_TEXT SECTION_
Income Builder Stock Pick

On a sunny day in June 2022, a sixty-six year old businessman stepped out of his elegant home in the Pacific Heights section of San Francisco. Two men were waiting in the parking lot across the street. They pulled up in a car right next to him.


One of the men jumped out of the car, approached the businessman and waved a gun in his face. He went back into the car and sped off with his Patek Phillipe wristwatch.


The man who was mugged was physically unharmed—but he was pissed.


He was angry that his safety was violated. He was particularly angry about what this incident said about the city he had called home for decades.


As the top executive of one the largest publicly traded enterprises in the United States, he could have filed an insurance claim for the watch and moved on with his life. But that is not his style.


He was fed up with what was happening to San Francisco. He decided to use his position as a major business figure in the Bay Area to put pressure on local politicians to do something about it.


In a blunt letter to then Mayor London Breed as well as Governor Gavin Newsom, which was shared with the media, he demanded action.

When this happened I said 'somebody has to get up and actually say enough is enough' and I decided to do that…. I get all kinds of San Francisco jokes when I travel the world. It's almost embarrassing and that's the perception and that affects tourism and convention business. A lot of jobs are involved. Once you go over the tipping point, it becomes very, very difficult to getting it back.

This particular CEO understands what happens when society disintegrates and how quickly things can change. It’s the basis of his life story.


He was born in Tehran, the capital city of Iran, in 1956. Iran is largely known to Americans today as a repressive state, a sponsor of terror, and possibly the biggest threat to international security.


Iran was not always like this.


In 1960, the Shah of Iran, Mohammad Reza Pahlavi, began to implement the White Revolution—a Western-oriented reform agenda focused on industrialization, education and health care.


A cultured and refined aristocrat, Pahlavi was educated in Switzerland and France. He was known to be especially partial to Francois Rabelais, the great literary figure of the French Renaissance who wrote about personal freedom and the absurdity of war.


Many historians are critical of the Shah’s harsh treatment of political opponents. His regime was, after all, a dictatorship. But it was arguably a benevolent one, and Iran prospered under his leadership.


Photos from this era tell the story.


In the 1960s and 1970s, college girls in Tehran wore mini skirts to class. On the weekends, the country’s youth wore bell bottoms, drove around in Volkswagen bugs, and listened to rock music.

Tehran University - 1971

Do the “Tehran Twist”!

The future titan of American industry was being groomed to help his wealthy family advance their already considerable business interests in this booming Iranian economy. His father ran a conglomerate that was active in development, construction and off-shore drilling.

_SUPPLIED MATERIAL_
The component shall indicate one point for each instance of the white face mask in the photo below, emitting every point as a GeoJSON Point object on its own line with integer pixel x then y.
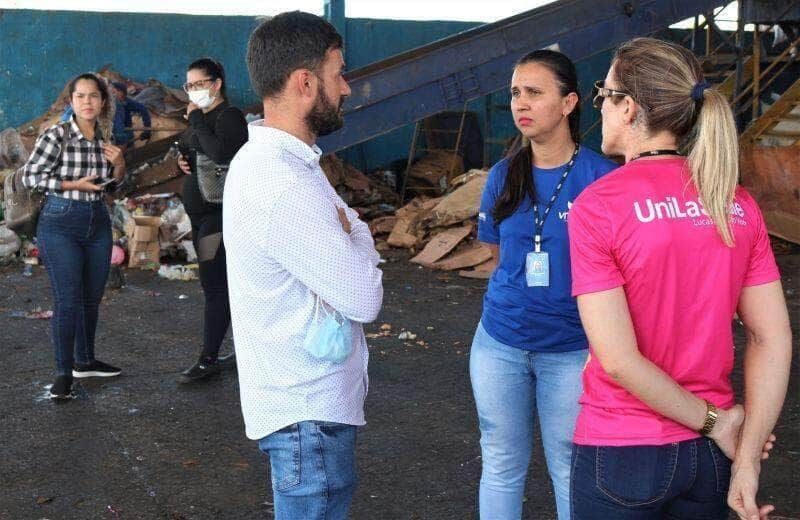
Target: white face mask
{"type": "Point", "coordinates": [201, 98]}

_GIVEN TASK_
Write out the passage of the stock-pick article that begins with the words containing "He was fed up" and ends with "his life story.".

_ANSWER TO THIS EXERCISE_
He was fed up with what was happening to San Francisco. He decided to use his position as a major business figure in the Bay Area to put pressure on local politicians to do something about it.


In a blunt letter to then Mayor London Breed as well as Governor Gavin Newsom, which was shared with the media, he demanded action.

When this happened I said 'somebody has to get up and actually say enough is enough' and I decided to do that…. I get all kinds of San Francisco jokes when I travel the world. It's almost embarrassing and that's the perception and that affects tourism and convention business. A lot of jobs are involved. Once you go over the tipping point, it becomes very, very difficult to getting it back.

This particular CEO understands what happens when society disintegrates and how quickly things can change. It’s the basis of his life story.